_EXERCISE REQUIREMENTS_
1/ Repeat the forum thread on blocking remote script calls from "10:25 pm on" to "- security etc.", switching "control panels" to "admin panels".
2/ Please condense the paragraph of the forum thread on blocking remote script calls that begins "We have a couple of control panels" into a shorter version that keeps its main facts.
3/ Write the next part of the forum thread on blocking remote script calls, picking up after its final line.

_READING TEXT_
..........
Blocking remote calling of scripts

Forum Moderators: phranque

Message Too Old, No Replies

Blocking remote calling of scripts

htaccess maybe?

trillianjedi

10:25 pm on Nov 23, 2004 (gmt 0)

We have a couple of control panels on one site for various bits and pieces (including login info) which someone has hacked together a page for so that people can login to our site from theirs. I'm guessing he's using a CGI script that then hands all the info over to our site by calling the URL with all the variables in.

I don't like this - security etc.

Is there anyway I can stop it? Can I put something in htaccess that stops any of our php scripts being called from another domain?

Thanks,

<Added>

Here's what he's done on his page:-

Stuff like this really irritates the hell out of me.

I did mail him and ask him to stop incidentally, but no reply.....
..........
_DATA PROVIDED_
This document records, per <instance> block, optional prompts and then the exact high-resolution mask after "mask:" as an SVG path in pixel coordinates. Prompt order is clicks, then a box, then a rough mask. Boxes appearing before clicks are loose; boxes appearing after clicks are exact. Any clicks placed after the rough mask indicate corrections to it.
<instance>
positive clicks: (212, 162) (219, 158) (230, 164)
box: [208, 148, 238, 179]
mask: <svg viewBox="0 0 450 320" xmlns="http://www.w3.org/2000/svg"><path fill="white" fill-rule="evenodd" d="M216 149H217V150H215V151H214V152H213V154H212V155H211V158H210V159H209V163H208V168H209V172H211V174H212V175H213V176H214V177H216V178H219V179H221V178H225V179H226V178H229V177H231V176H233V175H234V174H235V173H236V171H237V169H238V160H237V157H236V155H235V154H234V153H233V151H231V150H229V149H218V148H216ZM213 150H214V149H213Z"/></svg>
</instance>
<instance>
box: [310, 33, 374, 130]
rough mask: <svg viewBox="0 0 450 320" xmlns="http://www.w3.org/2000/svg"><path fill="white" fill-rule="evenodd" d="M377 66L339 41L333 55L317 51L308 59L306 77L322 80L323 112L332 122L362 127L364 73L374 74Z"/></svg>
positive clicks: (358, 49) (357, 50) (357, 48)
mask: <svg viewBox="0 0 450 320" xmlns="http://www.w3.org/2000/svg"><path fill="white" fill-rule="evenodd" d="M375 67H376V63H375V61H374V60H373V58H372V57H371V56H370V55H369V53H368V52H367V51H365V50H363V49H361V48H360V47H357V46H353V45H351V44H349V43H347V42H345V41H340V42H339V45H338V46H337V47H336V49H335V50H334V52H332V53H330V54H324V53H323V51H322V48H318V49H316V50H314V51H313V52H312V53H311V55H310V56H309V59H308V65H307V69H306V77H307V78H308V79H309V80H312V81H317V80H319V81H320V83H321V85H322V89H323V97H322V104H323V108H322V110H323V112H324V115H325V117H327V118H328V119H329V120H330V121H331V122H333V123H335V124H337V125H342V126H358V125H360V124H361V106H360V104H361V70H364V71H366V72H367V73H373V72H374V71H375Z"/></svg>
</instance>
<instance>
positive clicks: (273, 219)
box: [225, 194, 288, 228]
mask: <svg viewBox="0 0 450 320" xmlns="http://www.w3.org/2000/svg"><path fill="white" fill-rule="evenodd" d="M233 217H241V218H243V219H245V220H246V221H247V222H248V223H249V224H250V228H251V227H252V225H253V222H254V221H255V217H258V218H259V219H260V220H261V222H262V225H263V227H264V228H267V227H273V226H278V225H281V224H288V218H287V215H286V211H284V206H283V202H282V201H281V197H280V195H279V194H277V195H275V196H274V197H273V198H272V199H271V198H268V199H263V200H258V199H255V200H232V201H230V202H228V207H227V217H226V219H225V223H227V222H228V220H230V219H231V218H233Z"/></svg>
..........
_SOLVED TASKS_
1/
10:25 pm on Nov 23, 2004 (gmt 0)

We have a couple of admin panels on one site for various bits and pieces (including login info) which someone has hacked together a page for so that people can login to our site from theirs. I'm guessing he's using a CGI script that then hands all the info over to our site by calling the URL with all the variables in.

I don't like this - security etc.

2/ The site has a couple of control panels for various things, including login info. Someone has hacked together a page that lets people log in to the site from theirs. The poster guesses he uses a CGI script that hands the info over by calling the site's URL with all the variables in it.

3/
</Added>

jonrichd

11:11 pm on Nov 23, 2004 (gmt 0)

How about examining the HTTP_REFERER variable, and if it's not from your domain, bounce the user back to where he came from.

It's not 100% foolproof, but if you want real security, you would need to put the page behind a username/password.

trillianjedi

11:17 pm on Nov 23, 2004 (gmt 0)

Thanks.

The page is behind a username/password. That's called from a login script, which is what he's replicated.

I'll try and block based on referrer - thanks. That should be a start.